Assigned task:
Which lines below fall between the one containing "Query: motorcycle" and the one containing "of the parked"? Repeat them exactly, counting both of those lines, and add nothing else.

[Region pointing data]
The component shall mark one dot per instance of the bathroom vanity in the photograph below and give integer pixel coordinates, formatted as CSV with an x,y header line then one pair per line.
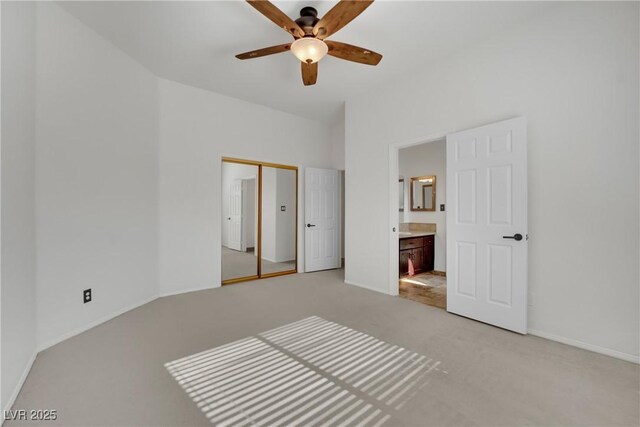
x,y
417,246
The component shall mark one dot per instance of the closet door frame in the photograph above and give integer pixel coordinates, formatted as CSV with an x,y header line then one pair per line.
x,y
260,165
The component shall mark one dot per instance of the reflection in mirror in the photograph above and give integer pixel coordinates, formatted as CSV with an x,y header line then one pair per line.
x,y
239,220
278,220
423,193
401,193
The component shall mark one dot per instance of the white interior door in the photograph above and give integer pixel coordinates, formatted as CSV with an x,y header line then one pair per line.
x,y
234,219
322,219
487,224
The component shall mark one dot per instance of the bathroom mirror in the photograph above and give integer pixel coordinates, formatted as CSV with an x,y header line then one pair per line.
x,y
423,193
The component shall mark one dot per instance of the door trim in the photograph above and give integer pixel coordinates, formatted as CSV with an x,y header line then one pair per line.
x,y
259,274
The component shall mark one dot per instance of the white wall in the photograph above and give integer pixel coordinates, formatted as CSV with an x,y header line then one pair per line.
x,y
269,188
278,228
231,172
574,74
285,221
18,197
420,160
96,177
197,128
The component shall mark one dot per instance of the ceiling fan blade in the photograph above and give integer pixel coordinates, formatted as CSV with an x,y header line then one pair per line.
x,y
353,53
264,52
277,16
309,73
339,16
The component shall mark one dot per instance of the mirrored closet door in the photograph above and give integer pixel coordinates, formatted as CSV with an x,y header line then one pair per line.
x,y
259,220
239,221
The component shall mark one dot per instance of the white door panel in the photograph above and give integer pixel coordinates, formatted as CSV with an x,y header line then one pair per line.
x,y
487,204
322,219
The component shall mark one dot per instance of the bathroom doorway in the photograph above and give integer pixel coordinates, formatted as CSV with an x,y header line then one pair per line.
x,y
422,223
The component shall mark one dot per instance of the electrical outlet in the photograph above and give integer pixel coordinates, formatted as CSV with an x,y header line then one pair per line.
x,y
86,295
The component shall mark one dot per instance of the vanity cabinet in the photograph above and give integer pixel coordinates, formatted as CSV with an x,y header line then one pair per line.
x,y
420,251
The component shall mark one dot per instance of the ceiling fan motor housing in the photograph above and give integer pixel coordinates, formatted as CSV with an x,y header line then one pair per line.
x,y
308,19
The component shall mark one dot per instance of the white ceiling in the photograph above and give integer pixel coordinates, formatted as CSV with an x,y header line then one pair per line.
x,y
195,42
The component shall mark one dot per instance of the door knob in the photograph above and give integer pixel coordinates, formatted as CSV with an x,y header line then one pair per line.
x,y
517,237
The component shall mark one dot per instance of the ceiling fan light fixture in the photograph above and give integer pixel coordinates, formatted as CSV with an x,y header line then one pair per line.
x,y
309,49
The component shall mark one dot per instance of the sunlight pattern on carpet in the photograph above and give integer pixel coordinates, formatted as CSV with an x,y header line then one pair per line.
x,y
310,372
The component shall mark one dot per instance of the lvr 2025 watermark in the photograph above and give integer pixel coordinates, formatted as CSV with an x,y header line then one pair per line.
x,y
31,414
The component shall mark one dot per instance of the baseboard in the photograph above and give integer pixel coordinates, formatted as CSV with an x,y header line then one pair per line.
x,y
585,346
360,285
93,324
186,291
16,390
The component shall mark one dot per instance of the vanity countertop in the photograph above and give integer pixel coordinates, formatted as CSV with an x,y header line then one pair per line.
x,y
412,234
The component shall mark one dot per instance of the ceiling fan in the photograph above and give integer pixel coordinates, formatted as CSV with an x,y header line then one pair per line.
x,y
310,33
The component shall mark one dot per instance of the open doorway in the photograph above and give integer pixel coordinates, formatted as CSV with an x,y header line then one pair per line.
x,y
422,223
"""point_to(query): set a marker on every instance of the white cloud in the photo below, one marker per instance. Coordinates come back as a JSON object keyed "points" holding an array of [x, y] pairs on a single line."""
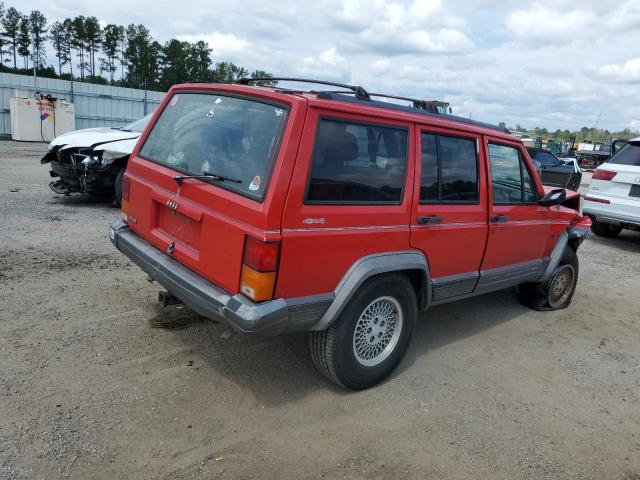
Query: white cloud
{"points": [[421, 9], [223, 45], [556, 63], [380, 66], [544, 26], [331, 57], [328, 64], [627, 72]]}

* * *

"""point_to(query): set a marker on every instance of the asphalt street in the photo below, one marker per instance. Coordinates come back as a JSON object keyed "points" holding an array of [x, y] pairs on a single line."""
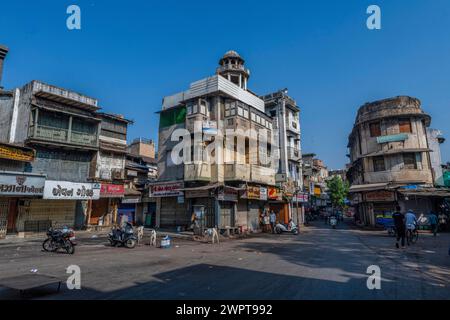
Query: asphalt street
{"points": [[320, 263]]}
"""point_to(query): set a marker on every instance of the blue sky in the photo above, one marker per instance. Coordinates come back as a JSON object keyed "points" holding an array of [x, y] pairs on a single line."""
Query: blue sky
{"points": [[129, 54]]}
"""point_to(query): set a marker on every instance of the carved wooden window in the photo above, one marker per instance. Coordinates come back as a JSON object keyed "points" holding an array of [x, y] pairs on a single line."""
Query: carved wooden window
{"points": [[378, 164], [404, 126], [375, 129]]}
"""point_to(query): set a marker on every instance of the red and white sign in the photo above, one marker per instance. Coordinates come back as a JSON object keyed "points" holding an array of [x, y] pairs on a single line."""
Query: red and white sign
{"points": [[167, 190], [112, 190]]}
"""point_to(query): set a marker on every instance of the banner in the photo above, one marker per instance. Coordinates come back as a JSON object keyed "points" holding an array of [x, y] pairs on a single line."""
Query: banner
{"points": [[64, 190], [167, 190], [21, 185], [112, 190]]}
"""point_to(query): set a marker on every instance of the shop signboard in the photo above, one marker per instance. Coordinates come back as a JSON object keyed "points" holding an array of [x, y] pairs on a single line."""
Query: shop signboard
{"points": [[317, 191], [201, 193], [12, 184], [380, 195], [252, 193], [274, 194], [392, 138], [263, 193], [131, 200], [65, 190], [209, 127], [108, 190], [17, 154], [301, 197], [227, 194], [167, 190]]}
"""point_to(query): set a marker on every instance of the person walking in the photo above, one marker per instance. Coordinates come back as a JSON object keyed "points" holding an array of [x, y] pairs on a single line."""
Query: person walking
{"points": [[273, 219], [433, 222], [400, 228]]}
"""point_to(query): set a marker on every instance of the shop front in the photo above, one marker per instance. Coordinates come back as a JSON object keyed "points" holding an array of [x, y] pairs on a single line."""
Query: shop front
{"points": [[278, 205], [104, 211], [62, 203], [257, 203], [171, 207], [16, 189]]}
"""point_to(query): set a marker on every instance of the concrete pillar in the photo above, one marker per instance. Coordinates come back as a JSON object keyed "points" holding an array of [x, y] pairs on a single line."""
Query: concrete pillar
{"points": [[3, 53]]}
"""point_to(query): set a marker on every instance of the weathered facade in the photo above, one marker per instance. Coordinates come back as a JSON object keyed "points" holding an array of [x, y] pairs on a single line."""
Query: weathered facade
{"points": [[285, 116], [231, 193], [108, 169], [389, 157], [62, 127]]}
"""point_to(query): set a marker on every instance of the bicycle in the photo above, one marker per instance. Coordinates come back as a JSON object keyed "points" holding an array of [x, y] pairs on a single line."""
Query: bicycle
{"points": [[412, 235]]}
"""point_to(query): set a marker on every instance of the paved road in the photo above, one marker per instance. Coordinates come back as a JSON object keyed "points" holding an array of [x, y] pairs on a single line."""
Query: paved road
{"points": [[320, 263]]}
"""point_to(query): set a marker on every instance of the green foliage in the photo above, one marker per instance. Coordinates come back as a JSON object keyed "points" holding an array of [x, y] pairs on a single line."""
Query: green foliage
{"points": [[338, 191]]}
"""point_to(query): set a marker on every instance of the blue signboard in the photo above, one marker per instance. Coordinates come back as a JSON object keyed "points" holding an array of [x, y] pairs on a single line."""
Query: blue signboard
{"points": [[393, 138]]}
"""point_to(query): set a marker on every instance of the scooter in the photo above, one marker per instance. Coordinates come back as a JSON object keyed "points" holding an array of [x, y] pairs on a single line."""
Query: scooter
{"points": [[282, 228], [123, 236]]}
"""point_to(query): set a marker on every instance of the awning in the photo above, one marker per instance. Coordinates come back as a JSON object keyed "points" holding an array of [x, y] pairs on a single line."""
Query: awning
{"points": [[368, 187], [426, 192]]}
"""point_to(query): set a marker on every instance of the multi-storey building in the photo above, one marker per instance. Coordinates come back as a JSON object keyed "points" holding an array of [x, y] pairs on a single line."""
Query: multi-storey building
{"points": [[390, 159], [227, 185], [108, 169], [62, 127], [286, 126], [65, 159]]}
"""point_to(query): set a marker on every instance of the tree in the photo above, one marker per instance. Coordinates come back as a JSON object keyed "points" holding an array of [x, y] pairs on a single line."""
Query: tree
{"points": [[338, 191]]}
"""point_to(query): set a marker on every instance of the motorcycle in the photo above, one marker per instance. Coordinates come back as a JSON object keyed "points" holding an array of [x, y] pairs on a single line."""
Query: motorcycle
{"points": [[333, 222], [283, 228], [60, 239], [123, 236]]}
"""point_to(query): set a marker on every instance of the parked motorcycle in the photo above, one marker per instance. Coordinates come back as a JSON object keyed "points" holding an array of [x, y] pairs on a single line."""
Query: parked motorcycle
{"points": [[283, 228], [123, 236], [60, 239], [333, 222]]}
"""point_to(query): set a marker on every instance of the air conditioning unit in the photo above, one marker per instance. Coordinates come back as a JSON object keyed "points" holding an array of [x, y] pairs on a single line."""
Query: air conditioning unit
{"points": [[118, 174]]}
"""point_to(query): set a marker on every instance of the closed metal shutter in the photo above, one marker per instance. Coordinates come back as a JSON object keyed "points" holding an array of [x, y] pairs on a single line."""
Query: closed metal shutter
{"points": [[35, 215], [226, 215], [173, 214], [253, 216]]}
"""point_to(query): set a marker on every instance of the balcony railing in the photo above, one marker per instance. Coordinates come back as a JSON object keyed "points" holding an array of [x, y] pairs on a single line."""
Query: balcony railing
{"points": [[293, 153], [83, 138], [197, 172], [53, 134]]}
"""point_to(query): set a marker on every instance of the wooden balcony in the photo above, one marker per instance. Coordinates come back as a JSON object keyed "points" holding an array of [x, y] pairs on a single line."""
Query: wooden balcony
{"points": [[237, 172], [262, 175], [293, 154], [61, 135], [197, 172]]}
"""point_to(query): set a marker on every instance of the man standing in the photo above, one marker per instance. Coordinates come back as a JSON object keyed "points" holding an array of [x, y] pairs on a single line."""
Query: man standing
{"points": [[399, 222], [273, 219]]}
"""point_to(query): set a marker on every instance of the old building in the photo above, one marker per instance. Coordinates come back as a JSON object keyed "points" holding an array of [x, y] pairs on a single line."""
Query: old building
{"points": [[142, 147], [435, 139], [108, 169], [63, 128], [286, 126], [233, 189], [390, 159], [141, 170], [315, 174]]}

Result for this exercise:
Query: motorcycle
{"points": [[333, 222], [283, 228], [60, 239], [123, 236]]}
"""point_to(query): set a marker on every instance of the parked motorcycle in the photo above, one marker per instance. Coordinates come back as a JSON object keyed "points" holding an array of [x, y] pairs on a single line."""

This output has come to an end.